### Work to complete
A - According to the passage on soil quality assessment in U.S. policy, which policy arena has been and likely will continue to be the most important one for soil quality assessment?
B - Extend the passage on soil quality assessment in U.S. policy, picking up right after its final sentence.

SOIL QUALITY ASSESSMENT IN U.S. POLICY

Craig Cox
SWCS Executive Director

Thank you for coming to this break out session focused on the role soil quality assessment plays in U.S. policy. Before starting I think it would be helpful to think about the taxonomy of policy in which soil quality assessment could play a role. I think that will help us understand where soil quality assessment fits into the structure of U.S. natural resource and environmental quality.

Most people break down the types of policy that operate in the United States in three categories: (1) judicial, (2) legislative, and (3) administrative. The three types of policy parallel the three basic institutions in our government: the courts, Congress, and the Executive Branch.

Soil quality assessment has not, as far as I know, had any role in amendments to the U.S. Constitution and rulings by the Supreme Court or other federal courts. Congress has passed laws that require monitoring of soil resources, but it is administrative policy that has been and likely will continue to be the most important policy arena for soil quality assessment.

Soil Quality Assessment in Legislation

By far the most important piece of federal legislation related to soil quality assessment is the Land and Water Resources Conservation Act of 1997. That Act, commonly known as the RCA Act, required the Secretary of Agriculture to conduct regular assessments of land and water resources in the United States and to develop a national conservation plan to conserve and protect those resources.

The RCA Act resulted the National Resources Inventory—a national, statistically sound inventory of “nonfederal” land in the United States. The first focus of the NRI was to detect changes in land use and to assess rates of erosion. Since its inception the NRI has been adapted for additional purposes. Most recently the NRI sample frame has become an extremely important foundation for model simulations used to identify—at large regional or national scales—regions and resources that may be at risk and to evaluate the effect of policy changes on those resources. The RCA appraisal and assessment process used NRI results as well as information from many other sources to estimate the status, condition and trend of natural resources. That information was to form the basis for the National Conservation Plan to lay strategies and action needed to enhance and sustain those natural resources.

### Given records
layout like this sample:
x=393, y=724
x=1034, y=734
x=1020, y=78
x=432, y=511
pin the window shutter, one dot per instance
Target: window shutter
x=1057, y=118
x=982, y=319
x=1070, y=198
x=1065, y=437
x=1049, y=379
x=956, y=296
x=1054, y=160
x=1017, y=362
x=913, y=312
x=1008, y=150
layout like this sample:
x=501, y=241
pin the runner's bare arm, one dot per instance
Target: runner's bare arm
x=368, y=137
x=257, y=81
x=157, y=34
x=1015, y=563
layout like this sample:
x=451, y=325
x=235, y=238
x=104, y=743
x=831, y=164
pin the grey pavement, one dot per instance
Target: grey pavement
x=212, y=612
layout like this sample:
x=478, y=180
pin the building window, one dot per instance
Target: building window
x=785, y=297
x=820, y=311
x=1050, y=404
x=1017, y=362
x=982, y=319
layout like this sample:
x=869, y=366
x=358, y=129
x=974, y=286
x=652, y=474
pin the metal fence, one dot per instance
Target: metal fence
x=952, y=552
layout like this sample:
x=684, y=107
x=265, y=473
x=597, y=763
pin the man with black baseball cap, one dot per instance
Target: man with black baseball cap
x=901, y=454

==

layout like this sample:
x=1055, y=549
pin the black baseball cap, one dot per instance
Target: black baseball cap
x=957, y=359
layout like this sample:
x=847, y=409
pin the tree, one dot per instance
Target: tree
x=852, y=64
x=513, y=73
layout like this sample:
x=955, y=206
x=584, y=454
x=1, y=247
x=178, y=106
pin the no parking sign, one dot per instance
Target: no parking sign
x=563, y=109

--

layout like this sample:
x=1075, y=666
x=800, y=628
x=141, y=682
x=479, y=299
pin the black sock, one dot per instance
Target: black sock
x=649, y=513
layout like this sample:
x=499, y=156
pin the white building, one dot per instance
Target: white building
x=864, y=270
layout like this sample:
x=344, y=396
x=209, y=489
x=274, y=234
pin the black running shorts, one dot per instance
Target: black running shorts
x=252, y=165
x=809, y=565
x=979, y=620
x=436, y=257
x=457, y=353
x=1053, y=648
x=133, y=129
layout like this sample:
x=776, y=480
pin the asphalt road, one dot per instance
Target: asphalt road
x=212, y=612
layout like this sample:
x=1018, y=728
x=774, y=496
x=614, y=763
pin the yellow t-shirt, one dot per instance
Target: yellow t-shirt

### Results
A - Administrative policy.

B -
The first RCA Appraisal and National Conservation Plan, released in 1982, were highly influential. High-level USDA officials were regularly involved in its preparation. The results of the Plan and Appraisal led directly to the innovations in the 1985 farm bill. Succeeding RCA Appraisals and Plans never achieved that level of influence again. Today the RCA Appraisal and Plan process is largely ignored. The Conservation Effects and Assessment Project (CEAP) is recovering some of the influence the RCA process once had and Congress is considering reauthorizing and updating the RCA Act as part of the 2007 farm bill.

The big challenge for soil quality assessment—whether part of CEAP, a renewed RCA process, or under a different umbrella—is to develop affordable and feasible systems to inventory and monitor soil quality at scales relevant to policy. This is a challenge that I hope we can meet, but it is not yet clear we will.

Soil Quality Assessment in Administrative Policy

Administrative policy is by far the most important venue for soil quality assessment. Soil quality has entered administrative policy ranging from the official rulemaking process to the technical guidance and tools used to ranking applications for participation in conservation programs.

The Conservation Security Program (CSP), for good or ill, put soil quality assessment into the political realm when the Soil Conditioning Index (SCI) was used to determine eligibility to participate in the CSP. Unlike more traditional conservation programs that only compensated producers for a portion of the cost of implementing conservation practices, CSP paid farmers for practices and systems that were already in place. That meant CSP payments went straight to the bottom line, increasing producer’s income in a similar fashion to crop subsidies. The distribution of such “free money” quickly became a political as well as a technical issue. Many people began to question the role of SCI as a gateway to that “free money.”

The debate, as Susan mentioned in her talk, has raised the issue of how payments should be structured under CSP and other financial assistance programs. Should we scale payments based on the conservation outcomes produced—based on change in resource condition indices such as SCI—or should be scale payments based on the level of effort—read cost—a producer must take to achieve an improvement in resource condition. In theory it is best to pay based on conservation outcomes, but in practice such an approach can lead to inequitable outcomes. Again, as Susan noted, some producers can easily increase carbon in their soils because of the soils and climates in their area facilitate building carbon. Other producers must take heroic action to build carbon because the soil and climates in their area make building carbon very difficult. So, do we pay some producers a lot for doing very little while paying other farms very little for doing a lot?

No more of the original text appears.